1)

∫ √(9-x^2)/x^2 dx

let x = 3sinu so that dx = 3cosu du

substitute x and dx reduces it to

∫ cot^2(u) du

= ∫ csc^2(u) – 1 du

= -cotu – u + C to put x back in

using x = 3sinu as a guide, draw a right triangle with

angle = u , opp = x and hyp = 3

by pythagoras this gives adj = √(9-x^2)

so cotu = √(9-x^2) /x

also u = arcsin(x/3)

so

∫ √(9-x^2)/x^2 dx

= -cotu – u + C

= -√(9-x^2) /x – arcsin(x/3) + C

2) this requires 2 substitutions

∫ x^3 /√(x^2-9) dx

let x = 3secu so that dx = 3secutanu du

substitute x and dx reduces it to

27 ∫ sec^4(u) du

= 27 ∫ (1 + tan^2(u) )sec^2(u) du

let v = tanu so that dv = sec^2(u) du ie du = dv /sec^2(u)

substitute v and du reduces it to

= 27 ∫ 1 + v^2 dv

= 27(v + (v^3) /3 ) + C then put u back in

= 27(tanu + (tan^3(u)) /3 ) + C then to put x back in

using x = 3secu as a guide, draw a right triangle with

angle = u , adj = 3 and hyp = x

by pythagoras this gives opp = √(x^2-9)

so tanu = √(x^2-9) /3

∫ x^3 /√(x^2-9) dx

= 27(tanu + (tan^3(u)) /3 ) + C

= 27( √(x^2-9) /3 + (√(x^2-9) /3)^3 /3) + C

= 9√(x^2-9) + (1/3)*(x^2-9)^3 + C

now drop the C and substitute your numbers for the answer

.

_Raw records_.

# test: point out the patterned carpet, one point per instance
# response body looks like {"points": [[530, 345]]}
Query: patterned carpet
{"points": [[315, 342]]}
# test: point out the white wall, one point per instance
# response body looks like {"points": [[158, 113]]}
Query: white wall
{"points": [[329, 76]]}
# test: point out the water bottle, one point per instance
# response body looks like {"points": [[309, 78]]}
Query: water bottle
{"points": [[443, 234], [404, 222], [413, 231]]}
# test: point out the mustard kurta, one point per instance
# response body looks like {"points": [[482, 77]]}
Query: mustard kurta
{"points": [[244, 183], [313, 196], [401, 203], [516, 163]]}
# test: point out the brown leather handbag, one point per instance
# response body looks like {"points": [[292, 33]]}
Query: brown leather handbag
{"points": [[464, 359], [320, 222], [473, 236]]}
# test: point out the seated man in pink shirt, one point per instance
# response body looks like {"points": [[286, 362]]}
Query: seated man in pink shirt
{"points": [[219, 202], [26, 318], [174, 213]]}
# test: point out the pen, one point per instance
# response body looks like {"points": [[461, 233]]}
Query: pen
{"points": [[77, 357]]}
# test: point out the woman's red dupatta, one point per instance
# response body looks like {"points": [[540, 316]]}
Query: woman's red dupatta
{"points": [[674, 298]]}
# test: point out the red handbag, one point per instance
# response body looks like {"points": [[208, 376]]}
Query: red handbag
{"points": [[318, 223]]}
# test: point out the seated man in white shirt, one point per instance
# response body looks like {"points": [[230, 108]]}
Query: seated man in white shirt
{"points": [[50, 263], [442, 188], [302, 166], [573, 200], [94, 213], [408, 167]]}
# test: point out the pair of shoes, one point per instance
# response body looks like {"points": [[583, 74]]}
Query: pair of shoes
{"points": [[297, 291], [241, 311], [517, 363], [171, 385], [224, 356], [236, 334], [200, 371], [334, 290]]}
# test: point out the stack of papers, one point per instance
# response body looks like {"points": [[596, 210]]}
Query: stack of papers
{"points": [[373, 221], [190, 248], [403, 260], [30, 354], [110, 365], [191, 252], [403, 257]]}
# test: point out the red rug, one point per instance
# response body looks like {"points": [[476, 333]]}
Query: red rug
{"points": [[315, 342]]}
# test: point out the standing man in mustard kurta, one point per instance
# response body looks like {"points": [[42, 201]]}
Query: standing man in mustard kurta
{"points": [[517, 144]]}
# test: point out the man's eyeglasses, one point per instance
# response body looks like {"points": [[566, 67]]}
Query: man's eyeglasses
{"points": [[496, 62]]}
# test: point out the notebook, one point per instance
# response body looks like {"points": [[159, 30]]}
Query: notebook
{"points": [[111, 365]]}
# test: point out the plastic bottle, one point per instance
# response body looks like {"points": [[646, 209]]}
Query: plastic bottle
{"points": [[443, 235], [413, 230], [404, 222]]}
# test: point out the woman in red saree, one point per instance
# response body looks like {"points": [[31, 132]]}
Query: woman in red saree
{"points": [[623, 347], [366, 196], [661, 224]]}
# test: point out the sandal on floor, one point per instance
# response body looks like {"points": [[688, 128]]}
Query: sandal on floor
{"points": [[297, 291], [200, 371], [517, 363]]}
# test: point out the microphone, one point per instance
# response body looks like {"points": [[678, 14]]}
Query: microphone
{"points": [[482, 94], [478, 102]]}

* * *

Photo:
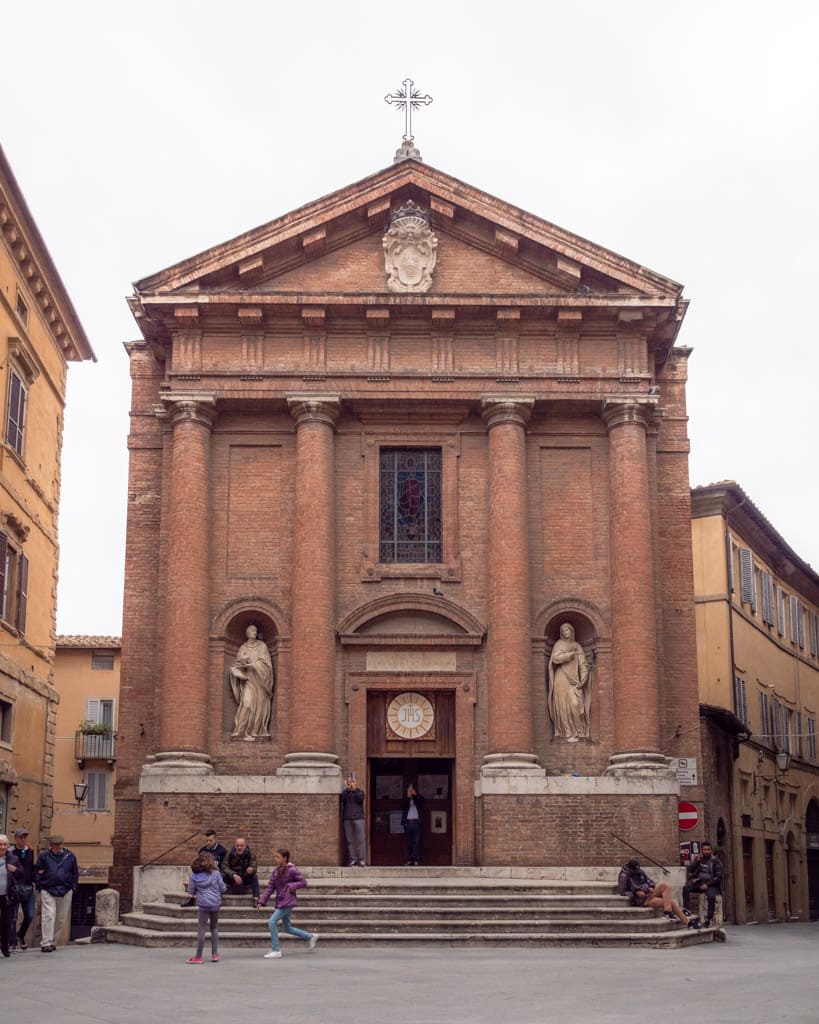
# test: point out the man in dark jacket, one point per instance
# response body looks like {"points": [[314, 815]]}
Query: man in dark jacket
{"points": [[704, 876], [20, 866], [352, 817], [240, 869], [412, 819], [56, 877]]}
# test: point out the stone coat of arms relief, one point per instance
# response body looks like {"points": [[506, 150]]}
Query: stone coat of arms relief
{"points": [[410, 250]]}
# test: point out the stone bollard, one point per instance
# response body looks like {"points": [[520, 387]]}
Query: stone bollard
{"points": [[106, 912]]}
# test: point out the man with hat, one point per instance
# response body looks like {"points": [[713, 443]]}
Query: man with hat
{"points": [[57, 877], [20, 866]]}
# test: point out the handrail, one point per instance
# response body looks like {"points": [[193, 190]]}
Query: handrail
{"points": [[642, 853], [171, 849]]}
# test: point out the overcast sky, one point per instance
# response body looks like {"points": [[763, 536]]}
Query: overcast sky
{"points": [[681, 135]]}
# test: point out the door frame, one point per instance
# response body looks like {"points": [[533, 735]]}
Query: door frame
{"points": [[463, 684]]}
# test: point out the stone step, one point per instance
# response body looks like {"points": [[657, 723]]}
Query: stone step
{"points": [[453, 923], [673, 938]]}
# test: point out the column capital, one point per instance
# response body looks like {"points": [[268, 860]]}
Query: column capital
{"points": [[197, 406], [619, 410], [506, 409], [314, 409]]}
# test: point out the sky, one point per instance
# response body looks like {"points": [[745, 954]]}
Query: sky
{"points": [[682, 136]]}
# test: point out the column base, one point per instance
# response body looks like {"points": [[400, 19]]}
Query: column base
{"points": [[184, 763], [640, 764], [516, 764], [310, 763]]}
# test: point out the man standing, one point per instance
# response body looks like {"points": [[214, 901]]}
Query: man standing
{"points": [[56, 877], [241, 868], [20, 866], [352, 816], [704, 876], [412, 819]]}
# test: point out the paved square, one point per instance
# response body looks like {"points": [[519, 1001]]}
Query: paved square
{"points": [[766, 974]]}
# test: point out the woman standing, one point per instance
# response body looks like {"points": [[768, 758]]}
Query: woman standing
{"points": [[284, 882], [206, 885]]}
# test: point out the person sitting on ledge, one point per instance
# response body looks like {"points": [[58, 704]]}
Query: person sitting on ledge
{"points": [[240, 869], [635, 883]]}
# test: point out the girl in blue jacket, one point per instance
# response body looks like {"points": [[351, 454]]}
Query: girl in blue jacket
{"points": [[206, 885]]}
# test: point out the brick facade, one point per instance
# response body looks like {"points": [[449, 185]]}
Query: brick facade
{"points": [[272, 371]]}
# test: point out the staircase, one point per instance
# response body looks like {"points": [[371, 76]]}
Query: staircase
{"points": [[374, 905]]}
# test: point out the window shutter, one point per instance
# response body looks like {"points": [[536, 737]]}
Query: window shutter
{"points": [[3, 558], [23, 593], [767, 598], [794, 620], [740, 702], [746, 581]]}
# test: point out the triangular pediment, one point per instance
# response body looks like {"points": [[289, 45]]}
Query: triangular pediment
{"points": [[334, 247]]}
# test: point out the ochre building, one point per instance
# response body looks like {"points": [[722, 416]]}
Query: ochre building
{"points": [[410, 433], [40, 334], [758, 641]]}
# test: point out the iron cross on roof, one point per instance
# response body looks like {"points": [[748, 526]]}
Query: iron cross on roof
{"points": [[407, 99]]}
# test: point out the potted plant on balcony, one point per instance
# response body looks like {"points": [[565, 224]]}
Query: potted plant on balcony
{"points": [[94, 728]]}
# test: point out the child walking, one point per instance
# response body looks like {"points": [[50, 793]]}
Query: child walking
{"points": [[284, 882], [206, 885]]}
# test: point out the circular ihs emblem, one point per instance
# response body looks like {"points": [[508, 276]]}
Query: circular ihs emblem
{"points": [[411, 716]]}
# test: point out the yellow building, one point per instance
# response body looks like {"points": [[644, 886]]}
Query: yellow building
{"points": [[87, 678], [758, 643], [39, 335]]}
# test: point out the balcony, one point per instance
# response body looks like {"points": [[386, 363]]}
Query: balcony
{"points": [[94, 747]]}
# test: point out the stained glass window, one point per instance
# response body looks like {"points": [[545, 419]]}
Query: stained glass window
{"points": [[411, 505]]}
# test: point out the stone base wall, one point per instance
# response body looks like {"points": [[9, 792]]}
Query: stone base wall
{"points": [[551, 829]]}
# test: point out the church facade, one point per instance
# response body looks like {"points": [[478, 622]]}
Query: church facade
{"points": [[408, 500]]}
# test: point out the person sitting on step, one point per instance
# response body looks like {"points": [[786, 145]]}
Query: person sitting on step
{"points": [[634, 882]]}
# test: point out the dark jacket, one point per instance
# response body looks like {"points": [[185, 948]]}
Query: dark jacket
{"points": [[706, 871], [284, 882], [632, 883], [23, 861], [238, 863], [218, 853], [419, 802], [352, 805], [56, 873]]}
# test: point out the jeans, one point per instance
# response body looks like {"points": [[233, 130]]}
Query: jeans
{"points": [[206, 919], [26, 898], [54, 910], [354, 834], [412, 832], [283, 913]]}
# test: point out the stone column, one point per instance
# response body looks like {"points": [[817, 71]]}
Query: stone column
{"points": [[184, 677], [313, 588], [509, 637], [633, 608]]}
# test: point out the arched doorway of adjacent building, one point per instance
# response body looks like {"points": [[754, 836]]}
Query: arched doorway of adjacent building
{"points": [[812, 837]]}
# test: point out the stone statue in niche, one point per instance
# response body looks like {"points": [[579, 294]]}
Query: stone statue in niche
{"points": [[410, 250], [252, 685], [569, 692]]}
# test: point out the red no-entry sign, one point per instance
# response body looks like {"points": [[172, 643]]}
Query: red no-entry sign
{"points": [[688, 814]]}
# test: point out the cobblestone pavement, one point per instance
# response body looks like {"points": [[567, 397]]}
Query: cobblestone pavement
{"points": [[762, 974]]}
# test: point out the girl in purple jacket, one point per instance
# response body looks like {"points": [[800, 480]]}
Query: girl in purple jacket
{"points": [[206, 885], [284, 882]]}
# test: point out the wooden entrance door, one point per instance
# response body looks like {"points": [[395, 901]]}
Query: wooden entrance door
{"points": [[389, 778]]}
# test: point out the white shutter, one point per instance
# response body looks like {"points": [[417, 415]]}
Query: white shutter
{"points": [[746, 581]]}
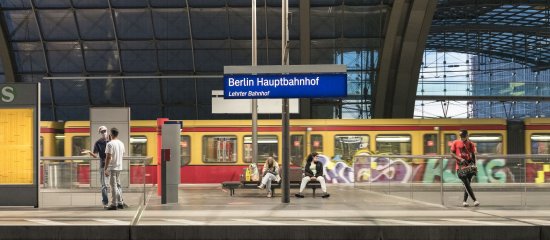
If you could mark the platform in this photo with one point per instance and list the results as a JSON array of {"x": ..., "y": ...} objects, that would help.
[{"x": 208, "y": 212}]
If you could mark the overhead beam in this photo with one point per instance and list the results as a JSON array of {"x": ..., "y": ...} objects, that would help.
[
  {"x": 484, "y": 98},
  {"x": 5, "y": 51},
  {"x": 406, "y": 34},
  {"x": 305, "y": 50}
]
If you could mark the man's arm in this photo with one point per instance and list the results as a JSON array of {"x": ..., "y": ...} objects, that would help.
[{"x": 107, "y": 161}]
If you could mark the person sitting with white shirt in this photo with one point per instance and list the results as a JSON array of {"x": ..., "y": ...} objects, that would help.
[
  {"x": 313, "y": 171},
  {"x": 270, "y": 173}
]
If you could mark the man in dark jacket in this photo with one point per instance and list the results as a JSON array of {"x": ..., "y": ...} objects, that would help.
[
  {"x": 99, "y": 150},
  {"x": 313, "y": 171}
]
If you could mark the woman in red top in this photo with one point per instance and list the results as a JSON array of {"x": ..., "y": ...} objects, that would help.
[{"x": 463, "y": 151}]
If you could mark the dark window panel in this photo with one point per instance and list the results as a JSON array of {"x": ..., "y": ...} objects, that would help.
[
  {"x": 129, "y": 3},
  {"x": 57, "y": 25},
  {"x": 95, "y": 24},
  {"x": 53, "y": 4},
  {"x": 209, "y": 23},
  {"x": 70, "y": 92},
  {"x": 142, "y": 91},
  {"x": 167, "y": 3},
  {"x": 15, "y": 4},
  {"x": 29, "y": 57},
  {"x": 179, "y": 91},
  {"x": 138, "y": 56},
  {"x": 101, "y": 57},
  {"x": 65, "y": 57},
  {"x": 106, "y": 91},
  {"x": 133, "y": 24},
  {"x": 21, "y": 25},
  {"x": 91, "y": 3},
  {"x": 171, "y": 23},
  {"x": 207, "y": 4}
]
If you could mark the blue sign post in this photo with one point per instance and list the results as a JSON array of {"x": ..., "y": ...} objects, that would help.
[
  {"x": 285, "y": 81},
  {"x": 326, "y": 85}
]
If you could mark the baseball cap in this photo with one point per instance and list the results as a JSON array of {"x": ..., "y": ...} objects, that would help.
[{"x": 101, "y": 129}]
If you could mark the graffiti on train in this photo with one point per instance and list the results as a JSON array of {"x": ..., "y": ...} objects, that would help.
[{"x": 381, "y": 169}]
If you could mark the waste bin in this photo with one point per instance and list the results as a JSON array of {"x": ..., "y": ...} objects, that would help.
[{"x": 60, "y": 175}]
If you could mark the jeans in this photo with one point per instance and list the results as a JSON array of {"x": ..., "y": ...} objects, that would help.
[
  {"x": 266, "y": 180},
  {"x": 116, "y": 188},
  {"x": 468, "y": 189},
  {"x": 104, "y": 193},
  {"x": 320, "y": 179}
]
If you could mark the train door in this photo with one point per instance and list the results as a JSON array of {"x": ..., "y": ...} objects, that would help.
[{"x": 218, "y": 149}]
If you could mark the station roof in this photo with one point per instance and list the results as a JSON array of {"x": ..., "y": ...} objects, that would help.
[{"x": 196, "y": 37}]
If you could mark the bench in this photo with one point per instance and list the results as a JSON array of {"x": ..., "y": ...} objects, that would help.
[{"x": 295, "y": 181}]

_Exercise prompt_.
Answer each question from the worked integration solutions, one answer per line, marked (a), (b) and (c) to match.
(a) What substitution for x is made in the first integral?
(b) How many substitutions does the text say the second integral requires?
(c) In the right triangle drawn for the second integral, what values are given to the adjacent side and the hypotenuse?

_Task answer_.
(a) x = 3sinu, so that dx = 3cosu du.
(b) 2 substitutions.
(c) The adjacent side is 3 and the hypotenuse is x.